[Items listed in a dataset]
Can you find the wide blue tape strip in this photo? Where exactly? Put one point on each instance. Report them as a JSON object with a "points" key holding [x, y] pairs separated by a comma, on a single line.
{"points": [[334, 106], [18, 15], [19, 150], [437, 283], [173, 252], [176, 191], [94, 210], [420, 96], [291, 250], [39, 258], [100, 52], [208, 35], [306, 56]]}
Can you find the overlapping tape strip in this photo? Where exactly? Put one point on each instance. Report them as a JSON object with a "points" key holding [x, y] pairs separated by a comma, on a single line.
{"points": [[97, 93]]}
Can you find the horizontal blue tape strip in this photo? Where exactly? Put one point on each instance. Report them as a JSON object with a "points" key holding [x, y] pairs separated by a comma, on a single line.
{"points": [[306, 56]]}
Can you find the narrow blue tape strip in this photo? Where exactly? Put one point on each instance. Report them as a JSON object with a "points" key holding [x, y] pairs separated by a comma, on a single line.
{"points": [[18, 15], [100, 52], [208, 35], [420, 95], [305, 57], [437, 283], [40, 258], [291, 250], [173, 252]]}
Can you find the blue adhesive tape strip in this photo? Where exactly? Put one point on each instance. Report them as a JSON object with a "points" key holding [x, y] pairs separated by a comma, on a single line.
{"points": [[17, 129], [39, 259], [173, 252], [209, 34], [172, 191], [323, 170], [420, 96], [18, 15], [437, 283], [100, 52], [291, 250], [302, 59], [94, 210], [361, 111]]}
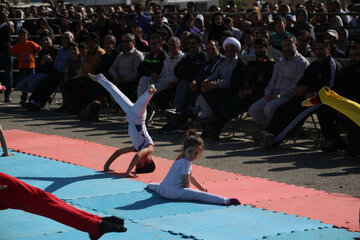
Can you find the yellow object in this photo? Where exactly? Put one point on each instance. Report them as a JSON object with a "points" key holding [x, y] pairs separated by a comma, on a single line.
{"points": [[343, 105]]}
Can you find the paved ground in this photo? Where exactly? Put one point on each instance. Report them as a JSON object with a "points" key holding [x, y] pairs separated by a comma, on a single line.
{"points": [[302, 164]]}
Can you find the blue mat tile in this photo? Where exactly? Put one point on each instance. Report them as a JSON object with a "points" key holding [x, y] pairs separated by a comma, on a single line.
{"points": [[15, 224], [66, 181], [325, 233], [141, 205], [233, 223], [135, 231]]}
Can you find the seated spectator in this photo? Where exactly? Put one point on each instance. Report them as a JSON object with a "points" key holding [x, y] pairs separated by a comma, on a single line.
{"points": [[187, 24], [153, 61], [229, 23], [43, 67], [332, 36], [72, 68], [166, 78], [343, 42], [216, 87], [159, 27], [349, 87], [302, 24], [247, 49], [124, 68], [186, 71], [183, 41], [303, 46], [140, 43], [272, 52], [324, 71], [216, 28], [247, 86], [280, 32], [282, 86]]}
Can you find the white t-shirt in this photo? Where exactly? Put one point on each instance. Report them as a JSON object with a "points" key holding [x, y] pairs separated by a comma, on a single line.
{"points": [[171, 187]]}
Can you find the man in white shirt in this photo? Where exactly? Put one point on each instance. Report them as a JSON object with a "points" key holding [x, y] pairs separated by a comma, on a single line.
{"points": [[282, 86], [124, 68]]}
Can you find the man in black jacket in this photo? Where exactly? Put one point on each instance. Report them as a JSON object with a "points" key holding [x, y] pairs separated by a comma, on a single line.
{"points": [[186, 71], [325, 71], [247, 86]]}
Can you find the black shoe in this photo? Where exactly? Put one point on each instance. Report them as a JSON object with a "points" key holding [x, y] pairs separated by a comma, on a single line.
{"points": [[7, 99], [333, 146], [23, 103], [168, 128]]}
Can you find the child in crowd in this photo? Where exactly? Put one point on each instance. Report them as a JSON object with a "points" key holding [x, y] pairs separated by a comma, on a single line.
{"points": [[16, 194], [136, 115], [176, 184], [25, 50], [3, 144]]}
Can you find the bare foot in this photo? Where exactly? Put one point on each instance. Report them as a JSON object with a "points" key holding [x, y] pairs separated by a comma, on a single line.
{"points": [[152, 89]]}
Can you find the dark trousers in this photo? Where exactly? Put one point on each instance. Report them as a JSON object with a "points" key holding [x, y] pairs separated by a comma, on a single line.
{"points": [[23, 74], [20, 195], [6, 64], [230, 108]]}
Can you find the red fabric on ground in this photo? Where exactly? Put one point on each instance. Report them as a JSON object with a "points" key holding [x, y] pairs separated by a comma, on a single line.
{"points": [[337, 209], [20, 195]]}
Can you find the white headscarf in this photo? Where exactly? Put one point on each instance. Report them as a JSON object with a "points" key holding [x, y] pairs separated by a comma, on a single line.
{"points": [[233, 41]]}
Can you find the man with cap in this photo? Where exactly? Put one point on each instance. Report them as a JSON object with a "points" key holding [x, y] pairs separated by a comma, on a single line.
{"points": [[216, 87], [332, 36], [247, 86]]}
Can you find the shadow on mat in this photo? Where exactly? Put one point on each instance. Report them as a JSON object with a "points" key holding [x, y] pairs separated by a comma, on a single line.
{"points": [[60, 182]]}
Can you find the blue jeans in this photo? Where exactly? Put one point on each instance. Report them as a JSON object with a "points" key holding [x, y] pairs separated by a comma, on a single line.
{"points": [[29, 83], [6, 64]]}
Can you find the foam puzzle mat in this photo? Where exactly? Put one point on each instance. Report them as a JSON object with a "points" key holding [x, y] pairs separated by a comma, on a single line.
{"points": [[149, 216]]}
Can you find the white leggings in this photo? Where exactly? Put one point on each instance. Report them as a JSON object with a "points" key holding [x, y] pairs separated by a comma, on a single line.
{"points": [[135, 113], [193, 194]]}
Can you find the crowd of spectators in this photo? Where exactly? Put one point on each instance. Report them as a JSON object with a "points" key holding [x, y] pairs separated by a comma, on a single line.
{"points": [[217, 64]]}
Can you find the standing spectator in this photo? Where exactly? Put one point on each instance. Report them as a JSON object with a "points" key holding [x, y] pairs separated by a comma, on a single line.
{"points": [[280, 32], [44, 66], [166, 78], [282, 86], [6, 60], [124, 68], [153, 61], [332, 36], [24, 50]]}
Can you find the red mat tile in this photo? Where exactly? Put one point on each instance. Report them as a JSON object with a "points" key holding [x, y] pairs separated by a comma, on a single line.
{"points": [[337, 209]]}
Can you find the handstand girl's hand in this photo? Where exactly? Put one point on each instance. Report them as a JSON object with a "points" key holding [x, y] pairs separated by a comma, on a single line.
{"points": [[93, 77]]}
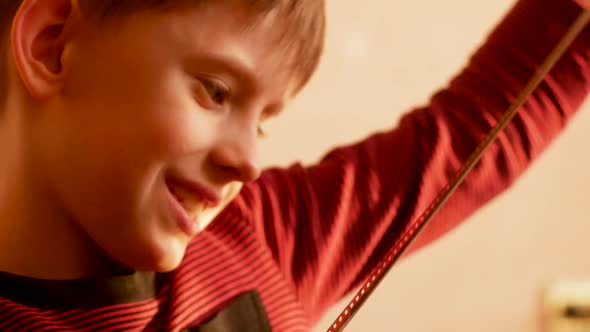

Description of the task
Format these lines as a Markdown table with the columns "No." and "Text," numbering each row and skipping any blank lines. Leave the pictures out of the table.

Solution to the problem
| No. | Text |
|---|---|
| 1 | Can you find the wide blue tape strip in this photo? Where exactly? Put one point on each instance. Report them as a JSON object with a "points" key holding [x, y] pairs separated by a comma, on a single line. |
| 2 | {"points": [[334, 106], [18, 15], [19, 150], [437, 283], [173, 252], [176, 191], [94, 210], [420, 96], [291, 250], [39, 258], [100, 52], [208, 35], [306, 56]]} |
| 3 | Can you find the overlapping tape strip in this photo? Where exactly? Put one point on each instance. Report them as a JSON object with a "points" key holding [x, y] pairs separated by a comma, on a single line. |
| 4 | {"points": [[97, 93]]} |
| 5 | Can you find the horizontal blue tape strip in this photo? Where exactly? Put one point on each instance. Report them as a JSON object with a "points" key holding [x, y] pairs separated by a comma, on a single line. |
| 6 | {"points": [[306, 56]]} |
| 7 | Can you find the narrow blue tape strip in this photo? Where exactly? Put one point on each instance. Report them as a JSON object with a "points" key holding [x, y] pairs separated by a comma, on a single line. |
| 8 | {"points": [[18, 15], [100, 52], [208, 35], [420, 95], [305, 57], [437, 283], [40, 258], [291, 250], [173, 252]]} |
| 9 | Can you find the blue adhesive tape strip in this photo? Where exactly? Put one point on each instance. Report them as a JSON object with a "points" key holding [x, y] pairs separated by a comma, on a single line. |
| 10 | {"points": [[17, 129], [39, 259], [173, 252], [209, 34], [172, 191], [323, 170], [420, 96], [18, 15], [437, 283], [100, 52], [291, 250], [302, 59], [94, 210], [361, 111]]} |
| 11 | Can you find the yellow object in this photo? Where exactly? Put one point on each instance. Report them as a JSON object with a "points" key holding [x, y] pairs separated by a comma, on a single line. |
| 12 | {"points": [[343, 105]]} |
| 13 | Can you find the paved ground in this photo? Where exactly? Put one point on each instance. Report them as a JSON object with a "points" key holding [x, y] pairs separated by a comma, on a single line. |
| 14 | {"points": [[302, 164]]} |
| 15 | Can you find the blue mat tile in this photo? Where exactly? Put one point on each instance. Report them as a JSON object with a "points" key holding [x, y] pairs separated by a comma, on a single line. |
| 16 | {"points": [[15, 224], [66, 181], [325, 233], [141, 205], [233, 223], [135, 231]]} |
| 17 | Can you find the seated spectator in this photo? Where exactly? Put one point on each instance. Report them as a JSON object with a "points" key holding [x, y] pairs separated by a comma, on a single line. |
| 18 | {"points": [[187, 24], [153, 61], [229, 23], [43, 67], [332, 36], [72, 68], [166, 78], [343, 42], [216, 87], [159, 27], [349, 87], [302, 24], [247, 49], [124, 68], [186, 71], [183, 41], [303, 46], [140, 43], [272, 52], [324, 71], [216, 28], [247, 86], [280, 32], [282, 86]]} |
| 19 | Can you find the white t-shirt in this photo? Where exactly? Put one point on each instance. Report them as a JSON object with a "points" key holding [x, y] pairs separated by a comma, on a single line. |
| 20 | {"points": [[171, 187]]} |
| 21 | Can you find the man in white shirt in this photo? Where exactly? Put one point on each instance. Report them as a JSON object with a "points" key holding [x, y] pairs separated by a comma, on a single line. |
| 22 | {"points": [[282, 86], [124, 68]]} |
| 23 | Can you find the man in black jacket in this photo? Where exactly? Put one point on each instance. Report them as a JSON object with a "points" key holding [x, y] pairs separated by a comma, on a single line. |
| 24 | {"points": [[186, 71], [325, 71], [247, 86]]} |
| 25 | Can you find the black shoe in this photo? Where exactly? Put one point on each instance. Report them as a JSON object with a "points" key holding [x, y] pairs separated by a comma, on a single line. |
| 26 | {"points": [[7, 99], [333, 146], [23, 103], [168, 128]]} |
| 27 | Can you find the child in crowd in this photo? Where exactly? Put one point on each instance. Report them as a JSON object with a "points" key holding [x, y] pairs separated by a comma, on a single line. |
| 28 | {"points": [[16, 194], [136, 115], [176, 184], [25, 50], [3, 144]]} |
| 29 | Can you find the bare foot in this photo? Where exactly? Put one point on each instance. Report them as a JSON object with a "points" key holding [x, y] pairs separated by a comma, on a single line. |
| 30 | {"points": [[152, 89]]} |
| 31 | Can you find the dark trousers in this photo? Where exactly? Put one point on each instance. Report them as a JSON object with a "points" key holding [x, y] pairs separated by a comma, on a single line. |
| 32 | {"points": [[23, 74], [20, 195], [6, 64], [230, 108]]} |
| 33 | Can you find the red fabric on ground in this photo? Where exactly? Put one point on each instance. Report them as a JSON object with a "points" key holding [x, y] pairs separated by a comma, on a single line. |
| 34 | {"points": [[337, 209], [20, 195]]} |
| 35 | Can you find the white headscarf in this photo? Where exactly? Put one point on each instance. Report them as a JSON object with a "points" key holding [x, y] pairs separated by a comma, on a single line. |
| 36 | {"points": [[233, 41]]} |
| 37 | Can you find the man with cap in this photo? Where exactly? Put one point on each instance. Report them as a JSON object with a "points" key holding [x, y] pairs separated by a comma, on a single line. |
| 38 | {"points": [[216, 87], [332, 36], [247, 86]]} |
| 39 | Can you find the shadow on mat in this photo? Where exactly? Put one point on each instance. Report them as a JSON object with a "points" key holding [x, y] pairs separated by a comma, on a single line. |
| 40 | {"points": [[60, 182]]} |
| 41 | Can you find the blue jeans in this photo? Where exactly? Put one point on each instance. Report them as a JSON object with a "points" key holding [x, y] pairs separated by a comma, on a single line. |
| 42 | {"points": [[29, 83], [6, 64]]} |
| 43 | Can you find the foam puzzle mat in this photo? Where exactly? Put one point on each instance. Report them as a JSON object with a "points" key holding [x, y] pairs separated by a comma, on a single line. |
| 44 | {"points": [[149, 216]]} |
| 45 | Can you find the white leggings in this photo? Where exactly? Put one point on each instance. Report them as a JSON object with a "points" key holding [x, y] pairs separated by a comma, on a single line. |
| 46 | {"points": [[135, 113], [193, 194]]} |
| 47 | Can you find the crowd of spectators in this photo? Where exactly? Put one point on each instance. Report them as a JSON object with a "points" key holding [x, y] pairs separated by a comma, on a single line. |
| 48 | {"points": [[217, 64]]} |
| 49 | Can you find the standing spectator in this photo? Where exactly? Put one point on each instance. Report them as a JSON object with a "points" key holding [x, y] pairs separated by a comma, on a single line. |
| 50 | {"points": [[280, 32], [44, 66], [166, 78], [282, 86], [6, 60], [124, 68], [153, 61], [332, 36], [24, 50]]} |
| 51 | Can you find the red mat tile in this photo? Where exactly? Put one point on each instance. Report them as a JSON object with a "points" key holding [x, y] pairs separated by a comma, on a single line. |
| 52 | {"points": [[337, 209]]} |
| 53 | Can you find the handstand girl's hand in this photo? Where exactly? Put one point on each instance. Report them as a JSON object with a "points" key holding [x, y] pairs separated by a comma, on a single line. |
| 54 | {"points": [[93, 77]]} |